John O’Connor

Janet Yellen insists inflation is not something we need to be terribly concerned about. Yet it has been on my mind quite a bit lately. Perhaps it should be on yours, as well.

In the interest of full disclosure, it should be noted that my understanding of the economy’s inner workings hardly compares with that of our current Treasury secretary. After all, she earned a Ph.D. in Economics from Yale. I took a couple of Econ classes as an undergraduate. So there’s that.

Still, while being super smart and having unmatched access to relevant data instills a certain advantage, it doesn’t preclude incorrect conclusions from being drawn.  Just ask any meteorologist.

Nor am I the only person worried about the possibility of a rapid uptick in inflation. Another is former Treasury Secretary Larry Summers. His Ph.D. is from Harvard, by the way. Summers recently warned that the ongoing explosion of federal spending tied to the most recent COVID-19 relief package could indeed prompt an inflationary uptick.

So what, you say? What does this have to do with running a long-term care facility? It’s a good question. Here’s a good answer: A lot.

* [TASKS TO CARRY OUT]:
[1] Decide whether each statement agrees with the column on inflation, answering yes or no and quoting the words that settle it: (a) Janet Yellen holds a Ph.D. in Economics from Yale; (b) the writer studied economics at the graduate level; (c) Larry Summers earned his Ph.D. at Harvard.
[2] According to the column on inflation, what did Larry Summers warn could prompt an inflationary uptick?
[3] Carry the column on inflation forward from its last sentence.
The items that come after this column on inflation have nothing to do with it.

* [GIVEN ENTRIES]:
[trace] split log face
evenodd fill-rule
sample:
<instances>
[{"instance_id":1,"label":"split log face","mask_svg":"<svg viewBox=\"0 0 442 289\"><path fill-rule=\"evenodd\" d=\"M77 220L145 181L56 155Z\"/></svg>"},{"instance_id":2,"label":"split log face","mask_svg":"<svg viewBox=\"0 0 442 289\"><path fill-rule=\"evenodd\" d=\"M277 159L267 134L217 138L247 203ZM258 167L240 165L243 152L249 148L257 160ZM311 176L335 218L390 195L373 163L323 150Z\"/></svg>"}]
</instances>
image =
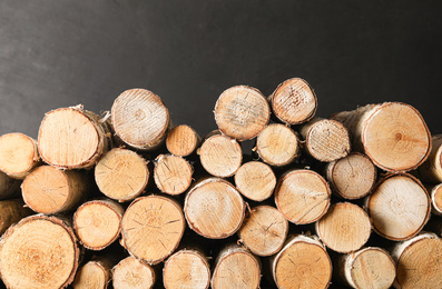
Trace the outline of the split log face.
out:
<instances>
[{"instance_id":1,"label":"split log face","mask_svg":"<svg viewBox=\"0 0 442 289\"><path fill-rule=\"evenodd\" d=\"M112 149L97 163L95 180L100 191L110 199L132 200L149 181L147 161L127 149Z\"/></svg>"},{"instance_id":2,"label":"split log face","mask_svg":"<svg viewBox=\"0 0 442 289\"><path fill-rule=\"evenodd\" d=\"M247 86L225 90L216 101L214 112L219 130L239 141L255 138L271 119L265 97Z\"/></svg>"},{"instance_id":3,"label":"split log face","mask_svg":"<svg viewBox=\"0 0 442 289\"><path fill-rule=\"evenodd\" d=\"M153 150L166 138L169 111L161 99L146 89L124 91L111 108L115 132L130 147Z\"/></svg>"},{"instance_id":4,"label":"split log face","mask_svg":"<svg viewBox=\"0 0 442 289\"><path fill-rule=\"evenodd\" d=\"M8 288L65 288L78 258L72 230L56 217L24 218L0 242L0 273Z\"/></svg>"},{"instance_id":5,"label":"split log face","mask_svg":"<svg viewBox=\"0 0 442 289\"><path fill-rule=\"evenodd\" d=\"M312 119L317 99L313 89L301 78L281 83L269 97L275 116L288 124L299 124Z\"/></svg>"},{"instance_id":6,"label":"split log face","mask_svg":"<svg viewBox=\"0 0 442 289\"><path fill-rule=\"evenodd\" d=\"M166 197L132 201L121 221L121 236L130 255L147 263L166 259L181 240L186 221L179 205Z\"/></svg>"},{"instance_id":7,"label":"split log face","mask_svg":"<svg viewBox=\"0 0 442 289\"><path fill-rule=\"evenodd\" d=\"M275 202L284 217L296 225L311 223L328 209L331 190L318 173L311 170L292 170L279 179Z\"/></svg>"}]
</instances>

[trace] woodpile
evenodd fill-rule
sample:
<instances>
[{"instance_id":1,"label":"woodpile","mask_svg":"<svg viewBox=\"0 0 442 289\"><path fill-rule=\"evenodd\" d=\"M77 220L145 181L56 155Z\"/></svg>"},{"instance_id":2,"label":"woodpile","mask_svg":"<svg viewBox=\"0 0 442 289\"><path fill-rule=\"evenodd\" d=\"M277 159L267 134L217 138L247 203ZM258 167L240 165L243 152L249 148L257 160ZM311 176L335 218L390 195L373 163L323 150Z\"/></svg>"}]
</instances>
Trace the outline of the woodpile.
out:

* [RESULTS BY TASK]:
[1]
(a) Yes: "she earned a Ph.D. in Economics from Yale."
(b) No: "I took a couple of Econ classes as an undergraduate."
(c) Yes: "His Ph.D. is from Harvard, by the way."

[2] The ongoing explosion of federal spending tied to the most recent COVID-19 relief package.

[3]
In a nutshell, the problem with an unusually high inflation rate (say, above 3%) is that it dramatically drives up the cost of doing business. That renovation project you priced a year ago at $15 million? Well now it might be closer to $25 million. The supplies for patients that were going to cost $100,000. Better add another $50,000. And so it goes.

High inflation can also dramatically eat into investments and the organization’s fiscal reserves. It’s like a tax that delivers nothing in return.

To be sure, moderate inflation is generally good for the economy — and your business. That’s one reason why the Fed likes to keep it around 2% a year. But as many of us have learned by eating chocolate, ice cream and White Castle hamburgers, too much of a good thing can lead to bad things.

Clearly, some troubling drivers are at play, at least as far as inflationary catalysts are concerned.

One is the aforementioned uptick in federal spending related to COVID-19 relief. And then there’s the Biden administration’s infrastructure proposal, which will likely cost taxpayers somewhere between $800 billion and $3 trillion.

We are also seeing tremendous wage-hikes pressures. Throw in lawmakers on both sides disinclined to address deficit spending, and a widespread sentiment among the Central banks that inflation is not a biggie, and here is the all-but-inevitable result:

A ton of new cash in circulation.

And as even those of us with a mere state-school education can attest, too much money chasing too few goods is the standard recipe for hyperinflation. That’s the kind we saw in the late 1970s, when a 10% loan was considered a great bargain.

Already some troubling signs are apparent in grocery stores and lumber yards, where double- and triple-digit price hikes are increasingly common.

Yellen insists the Treasury Department has plenty of tools at its disposal to keep inflation rates in check. Maybe she’s right.

But what if she’s not?

 John O’Connor is Editorial Director for McKnight’s.